Source passage section start
💾 Archived View for gemi.dev › gemini-mailing-list › 000148.gmi captured on 2023-12-28 at 15:41:57. Gemini links have been rewritten to link to archived content

View Raw

More Information

⬅️ Previous capture (2023-11-04)

🚧 View Differences

-=-=-=-=-=-=-

Gateway Interfaces for Gemini

1. Sean Conner (sean (a) conman.org)


  I just finished support for SCGI for GLV-1.12556, which makes it the
second gateway interface it supports (the other being CGI).  And I feel this
is probably the time to talk variables---what informatino can be expected
for CGI and SCGI programs when then run under Gemini.  The CGI specification
[1] calls such information "meta-variables".  The SCGI specification [2]
calls them "headers".  Most people know them as "environment variables" [3],
but whatever, it would be nice to know what a gateway interface program can
expect in the way of data from the server.

  As I've mentioned before, for CGI, I follow the spec (with some minor
variations due to Gemini).  For SCGI, I decided to pass along the same
information but with a minor variation.  So, for BOTH, the data I pass
along:

	GEMINI_DOCUMENT_ROOT	Path to the domain's main content directory
	GEMINI_URL		The requested URL
	GEMINI_URL_PATH		The path portion of the requested URL
	PATH_INFO		optional per CGI
	PATH_TRANSLATED		optional per CGI
	QUERY_STRING		Query string portion of request, or "" [a]
	REMOTE_ADDR		Remote address [b]
	REMOTE_HOST		Remote hostname [b][c]
	SCRIPT_NAME		Name of the script [d]
	SERVER_NAME		Hostname of the request
	SERVER_PORT		Port number from the request
	SERVER_SOFTWARE		"GLV-1.12556/1"
Source passage section end
Record excerpts section start
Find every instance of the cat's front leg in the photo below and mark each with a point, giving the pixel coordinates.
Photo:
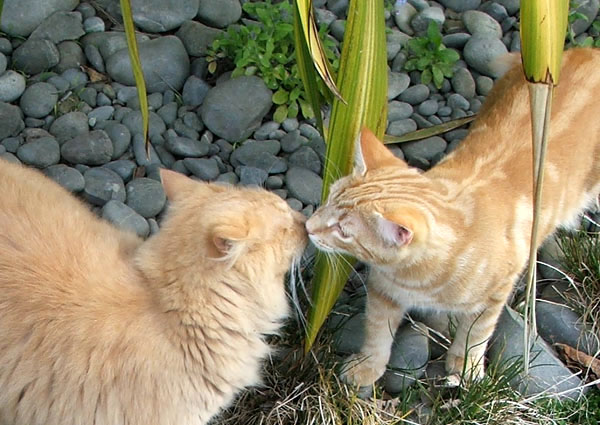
(466, 354)
(382, 319)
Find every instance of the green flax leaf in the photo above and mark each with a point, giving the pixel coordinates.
Record excerpts section end
• _To do_
List every variable in the Gemini gateway interfaces post whose name begins with "GEMINI_".

• _Expected answer_
GEMINI_DOCUMENT_ROOT
GEMINI_URL
GEMINI_URL_PATH